***** Data section

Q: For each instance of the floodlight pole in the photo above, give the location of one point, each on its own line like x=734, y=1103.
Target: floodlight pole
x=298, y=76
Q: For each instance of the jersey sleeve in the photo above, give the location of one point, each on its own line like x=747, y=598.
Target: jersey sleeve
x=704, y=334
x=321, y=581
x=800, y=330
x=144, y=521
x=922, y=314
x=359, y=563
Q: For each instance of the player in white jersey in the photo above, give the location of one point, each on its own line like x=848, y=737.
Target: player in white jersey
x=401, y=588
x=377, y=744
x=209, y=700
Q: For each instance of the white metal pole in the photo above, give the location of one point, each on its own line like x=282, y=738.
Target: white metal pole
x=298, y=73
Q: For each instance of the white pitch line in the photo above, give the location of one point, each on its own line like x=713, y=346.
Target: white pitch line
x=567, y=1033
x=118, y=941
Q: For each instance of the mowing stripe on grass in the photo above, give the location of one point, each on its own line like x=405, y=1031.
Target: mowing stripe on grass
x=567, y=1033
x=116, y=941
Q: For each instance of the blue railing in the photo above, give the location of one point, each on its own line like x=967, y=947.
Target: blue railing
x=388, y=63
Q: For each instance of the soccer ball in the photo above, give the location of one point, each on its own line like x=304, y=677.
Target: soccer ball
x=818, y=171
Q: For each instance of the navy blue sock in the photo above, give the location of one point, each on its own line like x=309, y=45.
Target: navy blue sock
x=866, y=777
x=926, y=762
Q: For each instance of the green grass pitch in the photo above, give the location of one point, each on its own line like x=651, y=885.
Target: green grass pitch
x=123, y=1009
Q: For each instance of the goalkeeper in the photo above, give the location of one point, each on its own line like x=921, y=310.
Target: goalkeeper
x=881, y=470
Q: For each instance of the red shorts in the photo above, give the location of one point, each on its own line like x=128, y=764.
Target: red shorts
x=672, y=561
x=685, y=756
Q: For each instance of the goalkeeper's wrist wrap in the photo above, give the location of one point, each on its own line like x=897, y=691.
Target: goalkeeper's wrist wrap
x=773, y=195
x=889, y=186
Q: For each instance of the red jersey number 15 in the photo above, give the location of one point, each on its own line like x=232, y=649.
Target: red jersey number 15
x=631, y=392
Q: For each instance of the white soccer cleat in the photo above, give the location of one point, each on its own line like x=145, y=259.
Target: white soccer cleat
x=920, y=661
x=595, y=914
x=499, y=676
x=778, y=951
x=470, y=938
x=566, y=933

**********

Task objective - Render every line of the material above as a two-column Markdown table headed No. and Entry. Number the rows consecutively from 1 and omit blank lines.

Output below -
| No. | Entry |
|---|---|
| 1 | Q: For each instance of the floodlight pole in the photo above, give the location of one point, each on its own line like x=734, y=1103. |
| 2 | Target: floodlight pole |
| 3 | x=298, y=76 |
| 4 | Q: For each instance of the jersey sleeve in the photo above, give the location of one point, each on its own line like x=747, y=598. |
| 5 | Target: jersey sleeve |
| 6 | x=704, y=334 |
| 7 | x=321, y=581 |
| 8 | x=800, y=330 |
| 9 | x=144, y=521 |
| 10 | x=922, y=314 |
| 11 | x=359, y=563 |
| 12 | Q: For each instance of the player in white jersey in the photo above, give the location of one point, each on its own line like x=848, y=737. |
| 13 | Target: player in white jersey |
| 14 | x=401, y=588 |
| 15 | x=377, y=744 |
| 16 | x=209, y=700 |
| 17 | Q: For each instance of the white metal pole in the photo above, give the location of one point, each on its own line like x=282, y=738. |
| 18 | Target: white metal pole |
| 19 | x=298, y=73 |
| 20 | Q: For each instance of the white pitch line in the photo above, give the location of one point, each on its own line like x=713, y=346. |
| 21 | Target: white pitch line |
| 22 | x=567, y=1033 |
| 23 | x=118, y=941 |
| 24 | Q: For each instance of the mowing stripe on grass in the photo above, give the location of one point, each on its own line like x=405, y=1031. |
| 25 | Target: mowing stripe on grass |
| 26 | x=567, y=1033 |
| 27 | x=116, y=941 |
| 28 | Q: For each instance of the blue railing in the photo above, give the location of one point, each on its own line like x=967, y=947. |
| 29 | Target: blue railing |
| 30 | x=388, y=63 |
| 31 | Q: For each instance of the soccer ball in the photo above, give the location of one point, each on its own line like x=304, y=677. |
| 32 | Target: soccer ball |
| 33 | x=818, y=171 |
| 34 | Q: For each instance of the navy blue sock in the photo above, give the location of one point, each on its own line like x=309, y=45. |
| 35 | Target: navy blue sock |
| 36 | x=866, y=777 |
| 37 | x=926, y=762 |
| 38 | Q: For each instance of the green grass pitch in the photo above, give the location of one point, each on its own line like x=651, y=885. |
| 39 | Target: green grass pitch |
| 40 | x=123, y=1009 |
| 41 | Q: For each instance of the goalkeeper in the photo above, give the location of one point, each on its own line like x=921, y=310. |
| 42 | Target: goalkeeper |
| 43 | x=881, y=470 |
| 44 | Q: For each instance of the red shorts in the photo above, give the location of one point, each on its own line like x=128, y=764. |
| 45 | Target: red shorts |
| 46 | x=672, y=561 |
| 47 | x=685, y=756 |
| 48 | Q: For each instance of the goalkeeper's wrist wrap in the photo above, give the location of one point, each on its own line like x=897, y=691. |
| 49 | Target: goalkeeper's wrist wrap |
| 50 | x=773, y=195 |
| 51 | x=889, y=186 |
| 52 | Q: For each instance of the red jersey number 15 in the photo above, give the location of one point, each on its own line like x=232, y=649. |
| 53 | Target: red jersey number 15 |
| 54 | x=631, y=392 |
| 55 | Q: For each instance of the white soccer cleat in the photo above, give the location of one point, each on its own line like x=145, y=259. |
| 56 | Target: white soccer cleat |
| 57 | x=920, y=661 |
| 58 | x=595, y=914 |
| 59 | x=499, y=676 |
| 60 | x=778, y=951 |
| 61 | x=470, y=938 |
| 62 | x=566, y=933 |